— Start —
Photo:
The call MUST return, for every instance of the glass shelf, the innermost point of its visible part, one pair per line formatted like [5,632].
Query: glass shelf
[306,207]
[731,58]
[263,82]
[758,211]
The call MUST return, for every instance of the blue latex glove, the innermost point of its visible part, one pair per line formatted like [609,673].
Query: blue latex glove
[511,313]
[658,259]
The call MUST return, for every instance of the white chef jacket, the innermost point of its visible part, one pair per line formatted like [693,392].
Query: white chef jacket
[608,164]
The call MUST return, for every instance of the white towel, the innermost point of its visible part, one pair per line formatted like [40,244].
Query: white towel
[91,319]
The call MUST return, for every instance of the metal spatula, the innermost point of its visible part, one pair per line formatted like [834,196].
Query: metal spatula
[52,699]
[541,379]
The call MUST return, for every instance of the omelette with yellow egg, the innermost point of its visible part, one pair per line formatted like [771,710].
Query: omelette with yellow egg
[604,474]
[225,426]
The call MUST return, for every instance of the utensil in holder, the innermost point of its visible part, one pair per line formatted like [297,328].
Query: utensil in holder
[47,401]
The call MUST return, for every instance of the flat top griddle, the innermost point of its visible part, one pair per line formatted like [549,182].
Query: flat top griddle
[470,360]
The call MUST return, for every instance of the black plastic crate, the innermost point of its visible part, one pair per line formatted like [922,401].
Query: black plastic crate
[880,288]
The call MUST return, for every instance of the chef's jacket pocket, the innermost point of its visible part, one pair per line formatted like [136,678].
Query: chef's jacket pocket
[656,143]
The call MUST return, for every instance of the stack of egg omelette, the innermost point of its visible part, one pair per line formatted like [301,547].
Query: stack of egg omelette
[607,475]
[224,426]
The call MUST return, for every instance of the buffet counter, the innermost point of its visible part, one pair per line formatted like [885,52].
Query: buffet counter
— End —
» **Aim**
Swap every occurrence of "innermost" in the listing for "most central" and give the full listing again, changing nothing else.

» **Result**
Photo:
The call MUST return, for every instance of the glass shelf, the most central point of its visible part, one pair per line formatted like [5,632].
Query: glass shelf
[306,207]
[731,58]
[263,82]
[758,211]
The call MUST return, for every instance of the blue latex glove, the most central point of its visible part, one pair per line formatted like [609,673].
Query: blue latex glove
[511,313]
[658,259]
The call MUST return, for every instance of the white chef jacket, the most central point of its visible part, one pair per line formatted like [693,392].
Query: white chef jacket
[608,164]
The call MUST return, for every instance of the white towel, the most central point of its visible part, one pair per line formatted like [40,244].
Query: white towel
[91,319]
The call MUST return, for every instance of the metal spatula, the most central point of its visible part, one pair per line formatted like [834,196].
Query: metal spatula
[52,699]
[541,379]
The call MUST return, for every instance of the omelette with yellow egg, the most central point of its visible part, one pair per line formatted like [771,710].
Query: omelette with yellow egg
[604,474]
[225,426]
The call MUST return, for every instance of the utensil in holder, the most central point of its visible part, one pair per line formatted like [297,328].
Query: utensil in holder
[47,401]
The call MUST return, for every instance of the flat top griddle, the most central point of its visible part, one pair per line formatted like [549,182].
Query: flat top griddle
[470,360]
The call MUST return, for every instance of the black plastic crate, the most central point of its visible part, one pair per line formatted like [922,401].
Query: black plastic crate
[880,288]
The call MUST return, for every instance of the chef's jacket pocket, the most central point of its visible part, one pair per line formatted like [136,678].
Query: chef's jacket pocket
[656,143]
The call MUST return, for every instance of the stack of egg omelette, the most central point of its visible part, one pair per line formatted like [301,547].
Query: stack of egg omelette
[607,475]
[224,426]
The call MUST return, for every instance of the buffet counter, the most central point of its visible part, one pair per line formatted like [885,52].
Query: buffet counter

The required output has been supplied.